=== Given task ===
Send back all the data below, exactly as given.

>>>>>

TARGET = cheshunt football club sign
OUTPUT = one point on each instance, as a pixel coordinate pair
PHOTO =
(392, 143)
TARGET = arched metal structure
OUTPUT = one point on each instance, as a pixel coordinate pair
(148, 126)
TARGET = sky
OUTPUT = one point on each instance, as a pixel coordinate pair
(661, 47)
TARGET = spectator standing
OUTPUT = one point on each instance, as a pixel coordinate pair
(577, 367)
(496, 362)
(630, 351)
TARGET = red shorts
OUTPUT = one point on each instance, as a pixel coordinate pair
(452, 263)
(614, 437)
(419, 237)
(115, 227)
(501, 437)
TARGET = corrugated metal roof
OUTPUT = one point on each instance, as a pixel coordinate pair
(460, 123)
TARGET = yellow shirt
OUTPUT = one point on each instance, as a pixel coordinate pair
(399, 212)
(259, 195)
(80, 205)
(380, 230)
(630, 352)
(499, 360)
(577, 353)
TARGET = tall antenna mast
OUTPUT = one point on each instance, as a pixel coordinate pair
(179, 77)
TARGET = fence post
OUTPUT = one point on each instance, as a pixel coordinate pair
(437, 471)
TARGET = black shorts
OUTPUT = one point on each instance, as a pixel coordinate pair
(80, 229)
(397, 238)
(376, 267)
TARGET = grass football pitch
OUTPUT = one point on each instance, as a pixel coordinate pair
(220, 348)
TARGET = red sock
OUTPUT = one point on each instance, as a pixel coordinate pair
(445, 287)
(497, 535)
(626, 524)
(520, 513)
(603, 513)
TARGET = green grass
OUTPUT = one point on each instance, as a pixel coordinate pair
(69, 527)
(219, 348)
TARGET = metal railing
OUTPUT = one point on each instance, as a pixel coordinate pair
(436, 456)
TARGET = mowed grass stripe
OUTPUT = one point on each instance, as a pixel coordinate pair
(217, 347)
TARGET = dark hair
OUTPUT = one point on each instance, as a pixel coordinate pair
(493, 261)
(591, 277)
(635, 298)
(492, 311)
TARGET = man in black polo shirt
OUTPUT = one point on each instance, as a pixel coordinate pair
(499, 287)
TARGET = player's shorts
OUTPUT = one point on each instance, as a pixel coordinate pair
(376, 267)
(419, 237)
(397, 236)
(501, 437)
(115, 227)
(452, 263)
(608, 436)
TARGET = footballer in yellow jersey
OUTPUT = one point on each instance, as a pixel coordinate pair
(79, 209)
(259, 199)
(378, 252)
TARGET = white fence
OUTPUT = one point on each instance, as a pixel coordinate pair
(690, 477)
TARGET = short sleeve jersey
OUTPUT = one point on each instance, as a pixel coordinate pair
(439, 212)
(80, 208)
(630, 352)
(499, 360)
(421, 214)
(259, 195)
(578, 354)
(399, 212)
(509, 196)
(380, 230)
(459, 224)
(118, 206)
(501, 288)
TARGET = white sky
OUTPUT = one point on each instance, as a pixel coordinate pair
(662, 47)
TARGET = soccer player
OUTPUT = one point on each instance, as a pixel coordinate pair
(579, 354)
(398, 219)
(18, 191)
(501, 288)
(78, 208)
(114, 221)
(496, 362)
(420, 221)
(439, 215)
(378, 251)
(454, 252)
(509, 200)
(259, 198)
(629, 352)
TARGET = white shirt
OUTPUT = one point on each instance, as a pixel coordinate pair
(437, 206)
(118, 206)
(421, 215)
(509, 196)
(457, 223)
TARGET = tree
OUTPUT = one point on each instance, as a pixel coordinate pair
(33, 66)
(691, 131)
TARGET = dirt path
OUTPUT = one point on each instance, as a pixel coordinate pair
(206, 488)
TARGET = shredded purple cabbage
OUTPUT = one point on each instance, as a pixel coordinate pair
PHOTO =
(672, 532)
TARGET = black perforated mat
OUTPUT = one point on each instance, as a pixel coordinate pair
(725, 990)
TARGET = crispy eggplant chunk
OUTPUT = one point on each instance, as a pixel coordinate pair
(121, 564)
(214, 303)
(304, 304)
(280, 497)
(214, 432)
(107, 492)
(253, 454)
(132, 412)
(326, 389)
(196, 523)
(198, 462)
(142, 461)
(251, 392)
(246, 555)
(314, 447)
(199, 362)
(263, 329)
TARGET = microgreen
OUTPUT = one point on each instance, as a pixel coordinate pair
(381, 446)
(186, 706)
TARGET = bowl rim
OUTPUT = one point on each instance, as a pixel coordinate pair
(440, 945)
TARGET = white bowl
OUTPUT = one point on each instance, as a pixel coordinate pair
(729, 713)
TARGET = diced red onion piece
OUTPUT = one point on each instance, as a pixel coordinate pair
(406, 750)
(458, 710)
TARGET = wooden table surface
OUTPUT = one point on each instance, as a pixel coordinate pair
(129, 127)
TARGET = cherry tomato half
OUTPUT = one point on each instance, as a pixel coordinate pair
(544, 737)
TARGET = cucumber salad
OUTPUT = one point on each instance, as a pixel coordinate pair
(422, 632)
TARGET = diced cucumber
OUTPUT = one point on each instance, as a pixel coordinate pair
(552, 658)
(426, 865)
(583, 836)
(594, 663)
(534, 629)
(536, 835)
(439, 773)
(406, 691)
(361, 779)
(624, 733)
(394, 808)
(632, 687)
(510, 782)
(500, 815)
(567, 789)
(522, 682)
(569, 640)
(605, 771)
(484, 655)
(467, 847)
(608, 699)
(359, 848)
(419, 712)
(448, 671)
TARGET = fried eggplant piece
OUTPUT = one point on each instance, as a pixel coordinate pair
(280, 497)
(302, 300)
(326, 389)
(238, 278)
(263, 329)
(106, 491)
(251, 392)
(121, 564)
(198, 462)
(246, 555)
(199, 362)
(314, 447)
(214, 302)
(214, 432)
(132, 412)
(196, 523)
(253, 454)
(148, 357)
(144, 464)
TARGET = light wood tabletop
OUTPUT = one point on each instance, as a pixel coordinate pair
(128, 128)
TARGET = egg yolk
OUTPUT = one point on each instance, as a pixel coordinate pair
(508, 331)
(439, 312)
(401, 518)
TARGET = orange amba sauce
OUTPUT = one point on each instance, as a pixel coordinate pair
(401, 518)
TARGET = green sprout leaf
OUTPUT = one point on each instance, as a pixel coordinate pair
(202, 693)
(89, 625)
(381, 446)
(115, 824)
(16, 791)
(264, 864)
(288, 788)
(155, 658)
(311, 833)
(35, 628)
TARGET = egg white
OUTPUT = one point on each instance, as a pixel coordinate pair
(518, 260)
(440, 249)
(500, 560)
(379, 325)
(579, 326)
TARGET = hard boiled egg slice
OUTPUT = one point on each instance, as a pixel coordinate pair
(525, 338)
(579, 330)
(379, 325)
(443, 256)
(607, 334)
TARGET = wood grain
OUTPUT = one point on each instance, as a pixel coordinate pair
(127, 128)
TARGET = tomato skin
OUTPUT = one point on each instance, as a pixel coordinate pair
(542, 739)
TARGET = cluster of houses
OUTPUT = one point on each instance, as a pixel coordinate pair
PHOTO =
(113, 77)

<<<<<

=== Task solution ===
TARGET = cheshunt football club sign
OUTPUT = one point on each instance, as a pixel coordinate pair
PHOTO =
(392, 143)
TARGET = arched metal structure
OUTPUT = one point on each instance, as a pixel coordinate pair
(148, 126)
TARGET = sky
OUTPUT = one point on each instance, as a pixel coordinate pair
(661, 47)
TARGET = spectator standing
OUTPUT = one point on each instance, as a pixel coordinate pair
(577, 367)
(496, 362)
(630, 351)
TARGET = red shorts
OUTPUT = one point on each instance, as a pixel coordinate pair
(452, 263)
(614, 437)
(419, 237)
(115, 227)
(501, 437)
TARGET = corrugated metal roof
OUTPUT = one point on each instance, as a pixel coordinate pair
(460, 123)
TARGET = yellow shirt
OUTPUT = one point on each instance, as a pixel coordinate pair
(399, 212)
(259, 195)
(80, 205)
(380, 230)
(630, 352)
(499, 360)
(577, 353)
TARGET = tall antenna mast
OUTPUT = one point on each instance, as a pixel coordinate pair
(179, 77)
TARGET = fence post
OUTPUT = one point on each instance, as a pixel coordinate pair
(437, 471)
TARGET = black shorts
OUTPUT = one point on each instance, as a pixel coordinate pair
(80, 229)
(397, 238)
(376, 267)
TARGET = grass football pitch
OUTPUT = one point on each instance, as a pixel coordinate pair
(220, 348)
TARGET = red sock
OUTPUT = one point on each instance, as a pixel coordinate pair
(445, 287)
(497, 535)
(626, 524)
(520, 513)
(603, 513)
TARGET = green grass
OUTPUT = one point on each instance, as a pixel coordinate pair
(69, 527)
(219, 348)
TARGET = metal railing
OUTPUT = one point on each instance, as a pixel coordinate pair
(436, 456)
TARGET = mowed grass stripe
OUTPUT = one point on each instance, as a pixel coordinate pair
(217, 347)
TARGET = dark hair
OUTPUT = one point on each instance, as a pixel coordinate pair
(493, 261)
(591, 277)
(635, 298)
(492, 311)
TARGET = man in black polo shirt
OUTPUT = one point on each instance, as a pixel coordinate pair
(499, 287)
TARGET = player's shorts
OUTPUT = one point on each instance, as a pixel coordinate pair
(376, 267)
(419, 237)
(397, 236)
(501, 437)
(115, 227)
(452, 263)
(608, 436)
TARGET = footballer in yellow jersey
OUTPUT = one point on each instance, as a pixel coordinate pair
(79, 209)
(259, 199)
(378, 252)
TARGET = white fence
OUTPUT = one point on each instance, as a pixel coordinate pair
(690, 477)
TARGET = short sleeve jersey
OUTPUT = one point on each instance, as a pixel coordinate pair
(439, 212)
(80, 208)
(630, 352)
(499, 360)
(421, 214)
(259, 195)
(578, 354)
(399, 212)
(509, 196)
(380, 230)
(459, 224)
(118, 206)
(501, 288)
TARGET = white sky
OUTPUT = one point on each instance, as a pixel coordinate pair
(662, 47)
TARGET = soccer player
OUTPUT = one point on each instance, as a pixel coordinate pair
(579, 354)
(398, 219)
(18, 191)
(501, 288)
(78, 208)
(114, 221)
(496, 362)
(420, 221)
(439, 215)
(378, 251)
(454, 252)
(509, 200)
(259, 198)
(629, 352)
TARGET = white shirt
OUTPUT = one point on each instance, as a pixel coordinate pair
(437, 206)
(118, 206)
(421, 215)
(509, 196)
(457, 223)
TARGET = tree
OUTPUT = one point on each instance, as a pixel coordinate pair
(33, 66)
(691, 131)
TARGET = dirt path
OUTPUT = one point on each instance, as a pixel coordinate pair
(206, 488)
TARGET = shredded purple cabbage
OUTPUT = one point on each instance, as a pixel coordinate pair
PHOTO =
(672, 532)
TARGET = black perforated mat
OUTPUT = one point on each instance, as a pixel coordinate pair
(725, 990)
TARGET = crispy eggplant chunk
OUTPUT = one point on each instance, as a pixel coordinate pair
(121, 564)
(214, 303)
(304, 304)
(280, 497)
(214, 432)
(107, 492)
(253, 454)
(132, 412)
(326, 389)
(196, 523)
(198, 462)
(142, 461)
(251, 392)
(246, 555)
(314, 447)
(199, 362)
(263, 329)
TARGET = microgreen
OUTPUT = one point on each instance, as a pixel coordinate pair
(381, 446)
(186, 706)
TARGET = bowl rim
OUTPUT = one point on each instance, as a pixel coordinate pair
(440, 945)
TARGET = white bowl
OUTPUT = one point on each instance, as a pixel coordinate pair
(729, 713)
TARGET = diced red onion piece
OUTPUT = one point on each instance, as a pixel coordinate pair
(406, 750)
(458, 710)
TARGET = wooden table surface
OUTPUT = one point on each instance, as a pixel coordinate pair
(129, 127)
TARGET = cherry tomato half
OUTPUT = one point on each instance, as a pixel coordinate pair
(544, 737)
TARGET = cucumber salad
OUTPUT = one point on each instance, as a pixel coordinate pair
(422, 632)
TARGET = diced cucumber
OUTPUT = one point on each instance, as a pixel coordinate pair
(552, 658)
(426, 865)
(583, 836)
(594, 663)
(534, 629)
(536, 835)
(439, 773)
(406, 691)
(361, 779)
(624, 733)
(394, 808)
(632, 687)
(510, 782)
(500, 815)
(567, 789)
(522, 682)
(569, 640)
(605, 771)
(484, 655)
(467, 847)
(608, 699)
(359, 848)
(419, 712)
(448, 671)
TARGET = fried eggplant piece
OUTPUT = one point on each instance, as a pixel coordinate pair
(280, 497)
(302, 300)
(326, 389)
(238, 278)
(263, 329)
(106, 491)
(251, 392)
(121, 564)
(198, 462)
(246, 555)
(199, 362)
(314, 447)
(214, 302)
(214, 432)
(132, 412)
(196, 523)
(253, 454)
(148, 357)
(144, 464)
TARGET = light wood tabletop
OUTPUT = one point on each instance, as a pixel coordinate pair
(128, 128)
TARGET = egg yolk
OUTPUT = one point on each instance, as a pixel coordinate pair
(508, 331)
(439, 312)
(401, 518)
TARGET = orange amba sauce
OUTPUT = one point on each instance, as a pixel coordinate pair
(401, 518)
TARGET = green sprout leaf
OUTPUT = one point on each instance, as a pixel coordinate pair
(202, 693)
(89, 625)
(381, 446)
(115, 824)
(16, 791)
(264, 864)
(288, 788)
(155, 658)
(311, 833)
(35, 628)
TARGET = egg white
OUTPUT = one point on each instance, as a pixel coordinate pair
(518, 260)
(440, 249)
(500, 560)
(379, 325)
(579, 326)
TARGET = hard boiled egg slice
OUTPUT = one point on each instance, as a pixel coordinate pair
(525, 338)
(579, 330)
(379, 325)
(443, 256)
(607, 334)
TARGET = wood grain
OUTPUT = one point on each instance, as a pixel coordinate pair
(127, 128)
TARGET = tomato skin
OUTPUT = one point on each instance, as a pixel coordinate pair
(542, 739)
TARGET = cluster of houses
OUTPUT = one point on each instance, as a pixel coordinate pair
PHOTO =
(113, 77)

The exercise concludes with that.